Records from a data source
----
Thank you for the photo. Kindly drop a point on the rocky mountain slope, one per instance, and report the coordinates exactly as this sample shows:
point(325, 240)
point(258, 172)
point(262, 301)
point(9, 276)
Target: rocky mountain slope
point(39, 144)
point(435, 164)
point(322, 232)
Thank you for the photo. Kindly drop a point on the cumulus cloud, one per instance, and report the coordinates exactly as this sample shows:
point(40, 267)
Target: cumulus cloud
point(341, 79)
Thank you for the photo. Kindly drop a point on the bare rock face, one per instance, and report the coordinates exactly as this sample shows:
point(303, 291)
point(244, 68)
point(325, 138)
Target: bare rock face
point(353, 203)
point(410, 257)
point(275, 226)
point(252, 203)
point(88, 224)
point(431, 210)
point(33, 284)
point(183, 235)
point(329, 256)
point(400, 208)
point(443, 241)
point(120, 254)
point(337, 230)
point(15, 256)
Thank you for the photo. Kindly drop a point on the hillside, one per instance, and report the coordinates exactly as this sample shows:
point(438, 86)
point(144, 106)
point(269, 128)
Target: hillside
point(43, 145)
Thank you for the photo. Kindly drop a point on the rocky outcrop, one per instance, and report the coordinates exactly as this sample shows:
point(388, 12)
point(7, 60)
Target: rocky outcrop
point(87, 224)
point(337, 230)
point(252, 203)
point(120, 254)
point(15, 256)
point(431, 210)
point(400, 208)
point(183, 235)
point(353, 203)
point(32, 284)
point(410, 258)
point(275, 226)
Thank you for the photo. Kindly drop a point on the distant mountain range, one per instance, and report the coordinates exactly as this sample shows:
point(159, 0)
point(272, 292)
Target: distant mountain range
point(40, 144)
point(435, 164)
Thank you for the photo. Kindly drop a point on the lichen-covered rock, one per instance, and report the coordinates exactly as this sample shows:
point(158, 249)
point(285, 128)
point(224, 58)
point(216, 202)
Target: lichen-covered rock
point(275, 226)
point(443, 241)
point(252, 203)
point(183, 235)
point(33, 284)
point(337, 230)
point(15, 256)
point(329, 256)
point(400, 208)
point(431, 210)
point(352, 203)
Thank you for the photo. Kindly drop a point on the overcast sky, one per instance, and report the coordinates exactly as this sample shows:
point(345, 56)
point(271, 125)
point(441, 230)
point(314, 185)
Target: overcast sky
----
*TASK*:
Would you write out all the records exactly as they read?

*ANSWER AREA*:
Thank you for the photo. Kindly drop a point on the rocky mountain slope, one per instance, and report the coordinates exactly as this sample shows:
point(325, 240)
point(258, 172)
point(262, 301)
point(9, 276)
Target: rocky mountain slope
point(39, 144)
point(435, 164)
point(322, 232)
Thank you for the photo. Kindly drop a point on the cumulus cloud, one per instance, and report the coordinates exactly as this sample shows:
point(40, 267)
Target: cumulus cloud
point(341, 79)
Thank you for the photo. Kindly drop a point on the bare rock face, one per instance, and report the coordinates exactly as this sample shows:
point(303, 291)
point(244, 68)
point(325, 138)
Target: bare rock face
point(353, 203)
point(410, 257)
point(275, 226)
point(252, 203)
point(88, 224)
point(431, 210)
point(33, 284)
point(183, 235)
point(329, 256)
point(400, 208)
point(443, 241)
point(120, 254)
point(337, 230)
point(15, 256)
Thank you for the photo. Kindly drop a point on the hillside, one per instance, and report the coordinates exactly as this sample shows:
point(438, 86)
point(144, 106)
point(269, 128)
Target: hillside
point(43, 145)
Thank you for the photo. Kindly drop a point on the rocky outcrop, one per instance, and report the coordinates exactly as this sample shows:
point(388, 12)
point(7, 60)
Target: rocky outcrop
point(87, 224)
point(337, 230)
point(252, 203)
point(120, 254)
point(15, 256)
point(431, 210)
point(400, 208)
point(183, 235)
point(353, 203)
point(32, 284)
point(410, 258)
point(275, 226)
Thank you for the photo. Kindly drop a point on the distant mountain range, one per instance, and report the coordinates exactly as this sample shows:
point(159, 0)
point(272, 292)
Target: distant mountain range
point(40, 144)
point(435, 164)
Thank you for the photo. Kindly drop a point on the lichen-covered rock, one per instance, and report the coordinates exactly as this sample shows:
point(158, 249)
point(285, 128)
point(224, 58)
point(216, 202)
Target: lichen-covered rock
point(275, 226)
point(443, 241)
point(252, 203)
point(183, 235)
point(33, 284)
point(337, 230)
point(15, 256)
point(329, 256)
point(400, 208)
point(431, 210)
point(352, 203)
Thank you for the photo. Kindly drop a point on the overcast sky, one per instance, and report the coordinates exactly as this sample shows:
point(345, 56)
point(271, 125)
point(441, 230)
point(314, 185)
Target: overcast sky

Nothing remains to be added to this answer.